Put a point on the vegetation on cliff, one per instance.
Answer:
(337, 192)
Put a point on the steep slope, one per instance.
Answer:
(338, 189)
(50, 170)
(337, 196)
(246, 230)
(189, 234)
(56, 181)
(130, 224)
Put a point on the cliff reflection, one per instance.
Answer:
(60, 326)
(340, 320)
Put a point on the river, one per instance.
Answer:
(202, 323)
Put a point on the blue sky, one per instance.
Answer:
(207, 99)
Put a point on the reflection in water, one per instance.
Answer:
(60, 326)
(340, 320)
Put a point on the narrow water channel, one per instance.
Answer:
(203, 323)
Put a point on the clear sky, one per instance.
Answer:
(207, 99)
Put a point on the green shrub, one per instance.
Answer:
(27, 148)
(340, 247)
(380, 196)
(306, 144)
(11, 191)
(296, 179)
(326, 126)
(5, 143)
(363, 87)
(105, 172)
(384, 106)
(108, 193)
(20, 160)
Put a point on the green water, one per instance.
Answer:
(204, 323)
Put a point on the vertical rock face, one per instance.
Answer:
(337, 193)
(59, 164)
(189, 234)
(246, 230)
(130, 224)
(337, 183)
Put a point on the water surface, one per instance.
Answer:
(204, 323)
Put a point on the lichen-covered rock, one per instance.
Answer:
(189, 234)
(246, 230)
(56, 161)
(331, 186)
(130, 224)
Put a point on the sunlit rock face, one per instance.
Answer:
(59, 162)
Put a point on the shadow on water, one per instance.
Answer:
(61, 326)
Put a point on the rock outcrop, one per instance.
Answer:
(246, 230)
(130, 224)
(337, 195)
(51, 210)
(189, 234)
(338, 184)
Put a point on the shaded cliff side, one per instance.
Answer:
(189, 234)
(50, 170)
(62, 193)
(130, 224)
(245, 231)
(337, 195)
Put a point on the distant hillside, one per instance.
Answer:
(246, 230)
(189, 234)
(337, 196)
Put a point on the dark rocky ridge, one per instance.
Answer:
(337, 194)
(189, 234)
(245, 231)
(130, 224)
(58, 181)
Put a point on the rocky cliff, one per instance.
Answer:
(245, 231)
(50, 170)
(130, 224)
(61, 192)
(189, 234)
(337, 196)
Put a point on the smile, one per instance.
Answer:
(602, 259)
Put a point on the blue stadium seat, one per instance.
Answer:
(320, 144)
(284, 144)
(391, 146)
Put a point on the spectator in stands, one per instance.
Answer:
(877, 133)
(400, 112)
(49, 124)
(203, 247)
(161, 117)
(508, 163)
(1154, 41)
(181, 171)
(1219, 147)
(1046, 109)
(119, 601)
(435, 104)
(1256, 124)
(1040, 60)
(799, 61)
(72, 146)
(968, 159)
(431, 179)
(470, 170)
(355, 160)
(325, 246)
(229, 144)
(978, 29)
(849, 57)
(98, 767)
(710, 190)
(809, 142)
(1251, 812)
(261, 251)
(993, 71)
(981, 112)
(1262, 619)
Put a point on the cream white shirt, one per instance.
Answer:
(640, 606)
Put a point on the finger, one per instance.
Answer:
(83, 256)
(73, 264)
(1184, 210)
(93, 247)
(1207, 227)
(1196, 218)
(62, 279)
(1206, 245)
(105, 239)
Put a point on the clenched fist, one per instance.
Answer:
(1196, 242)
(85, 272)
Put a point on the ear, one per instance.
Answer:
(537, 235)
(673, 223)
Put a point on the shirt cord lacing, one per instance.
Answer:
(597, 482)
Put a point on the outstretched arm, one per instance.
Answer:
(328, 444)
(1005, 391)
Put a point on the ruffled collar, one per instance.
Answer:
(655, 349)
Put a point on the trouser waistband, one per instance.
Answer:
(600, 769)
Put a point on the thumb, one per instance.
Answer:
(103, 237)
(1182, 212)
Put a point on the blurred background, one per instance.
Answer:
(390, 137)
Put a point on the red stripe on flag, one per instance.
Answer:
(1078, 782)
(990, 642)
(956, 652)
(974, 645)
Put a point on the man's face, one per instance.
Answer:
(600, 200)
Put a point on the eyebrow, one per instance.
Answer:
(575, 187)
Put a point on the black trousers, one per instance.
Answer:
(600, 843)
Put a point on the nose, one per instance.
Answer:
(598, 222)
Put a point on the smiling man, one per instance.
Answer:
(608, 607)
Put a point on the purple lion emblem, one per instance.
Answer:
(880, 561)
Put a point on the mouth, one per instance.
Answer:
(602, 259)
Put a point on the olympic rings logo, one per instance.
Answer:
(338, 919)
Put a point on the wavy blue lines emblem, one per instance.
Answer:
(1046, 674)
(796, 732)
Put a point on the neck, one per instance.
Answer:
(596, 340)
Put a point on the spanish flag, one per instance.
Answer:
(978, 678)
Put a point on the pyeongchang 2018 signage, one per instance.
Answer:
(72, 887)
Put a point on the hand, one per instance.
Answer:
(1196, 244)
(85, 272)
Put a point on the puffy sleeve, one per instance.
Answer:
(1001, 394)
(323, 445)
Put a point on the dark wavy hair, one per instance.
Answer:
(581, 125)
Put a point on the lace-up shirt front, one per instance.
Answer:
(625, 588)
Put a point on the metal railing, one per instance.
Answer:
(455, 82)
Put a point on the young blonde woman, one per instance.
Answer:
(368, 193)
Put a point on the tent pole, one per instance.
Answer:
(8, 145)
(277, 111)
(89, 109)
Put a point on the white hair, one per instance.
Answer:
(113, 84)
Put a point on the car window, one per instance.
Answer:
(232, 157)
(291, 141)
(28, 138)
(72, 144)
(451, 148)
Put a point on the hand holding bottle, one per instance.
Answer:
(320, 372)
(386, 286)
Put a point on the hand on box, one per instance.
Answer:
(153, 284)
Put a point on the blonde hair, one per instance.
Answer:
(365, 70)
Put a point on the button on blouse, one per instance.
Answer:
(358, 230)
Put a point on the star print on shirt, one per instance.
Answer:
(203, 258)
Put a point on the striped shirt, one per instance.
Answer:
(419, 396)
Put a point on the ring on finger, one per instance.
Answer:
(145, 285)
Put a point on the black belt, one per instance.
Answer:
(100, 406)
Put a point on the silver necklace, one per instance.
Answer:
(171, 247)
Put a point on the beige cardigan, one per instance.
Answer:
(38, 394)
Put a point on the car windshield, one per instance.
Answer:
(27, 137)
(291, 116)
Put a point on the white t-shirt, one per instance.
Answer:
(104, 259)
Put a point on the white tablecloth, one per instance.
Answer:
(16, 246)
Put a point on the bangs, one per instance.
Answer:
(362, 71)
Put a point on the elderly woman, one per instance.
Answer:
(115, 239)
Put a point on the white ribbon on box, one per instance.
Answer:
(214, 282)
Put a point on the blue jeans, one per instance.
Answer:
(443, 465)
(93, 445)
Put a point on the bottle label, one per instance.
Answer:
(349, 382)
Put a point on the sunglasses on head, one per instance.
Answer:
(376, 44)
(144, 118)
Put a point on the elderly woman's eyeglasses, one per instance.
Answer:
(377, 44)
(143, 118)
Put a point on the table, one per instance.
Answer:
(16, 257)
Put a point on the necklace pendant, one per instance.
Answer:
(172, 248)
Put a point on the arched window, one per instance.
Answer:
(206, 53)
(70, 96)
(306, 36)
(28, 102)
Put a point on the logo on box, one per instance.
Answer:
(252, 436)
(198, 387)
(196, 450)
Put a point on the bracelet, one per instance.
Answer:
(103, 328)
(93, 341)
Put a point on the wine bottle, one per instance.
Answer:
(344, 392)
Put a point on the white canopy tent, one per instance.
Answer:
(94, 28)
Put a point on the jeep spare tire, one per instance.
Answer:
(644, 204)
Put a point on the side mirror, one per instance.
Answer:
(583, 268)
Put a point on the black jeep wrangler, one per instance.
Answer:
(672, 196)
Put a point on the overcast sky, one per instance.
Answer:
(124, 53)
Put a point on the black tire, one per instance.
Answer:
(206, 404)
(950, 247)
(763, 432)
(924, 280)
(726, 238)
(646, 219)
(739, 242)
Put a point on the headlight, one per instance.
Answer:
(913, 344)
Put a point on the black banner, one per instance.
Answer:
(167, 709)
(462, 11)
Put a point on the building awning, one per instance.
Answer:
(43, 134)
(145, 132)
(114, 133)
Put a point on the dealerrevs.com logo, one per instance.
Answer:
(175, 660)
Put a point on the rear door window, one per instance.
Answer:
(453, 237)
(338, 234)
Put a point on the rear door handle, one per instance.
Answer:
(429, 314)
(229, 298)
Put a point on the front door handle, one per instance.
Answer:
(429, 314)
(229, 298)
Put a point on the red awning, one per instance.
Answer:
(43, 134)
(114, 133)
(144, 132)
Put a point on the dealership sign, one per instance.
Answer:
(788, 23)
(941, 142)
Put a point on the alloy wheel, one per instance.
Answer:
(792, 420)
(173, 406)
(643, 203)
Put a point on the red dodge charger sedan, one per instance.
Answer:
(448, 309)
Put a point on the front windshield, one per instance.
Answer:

(PROMPT): Set down, unchanged, the line that contains "Put a point on the black tire, one" together with every later line in the records, through the last one.

(OUTPUT):
Put a point on the black tire, one per instance.
Answer:
(206, 404)
(950, 247)
(763, 432)
(924, 280)
(726, 238)
(646, 219)
(739, 242)
Put a point on the headlight, one per instance.
Answer:
(913, 344)
Put a point on the black banner, one per instance.
Answer:
(167, 709)
(462, 11)
Put a point on the building awning, one per instance.
Answer:
(43, 134)
(145, 132)
(114, 133)
Put a point on the dealerrevs.com logo, one per instance.
Answer:
(175, 660)
Put a point on the rear door window, one per instance.
Answer:
(453, 237)
(338, 234)
Put a point on the rear door handle, one per instance.
Answer:
(429, 314)
(229, 298)
Put a point on the front door handle, one per instance.
Answer:
(429, 314)
(229, 298)
Put a point on the red awning, one per instance.
Answer:
(43, 134)
(114, 133)
(144, 132)
Put a point on the dealership sign, one per instance.
Answer:
(788, 23)
(941, 142)
Put a point on the alloy wheel, one per instance.
Answer:
(792, 420)
(173, 406)
(643, 203)
Put a point on the red dodge charger sedan, one per instance.
Answer:
(448, 309)
Put a point on the front windshield, one per instance.
Answer:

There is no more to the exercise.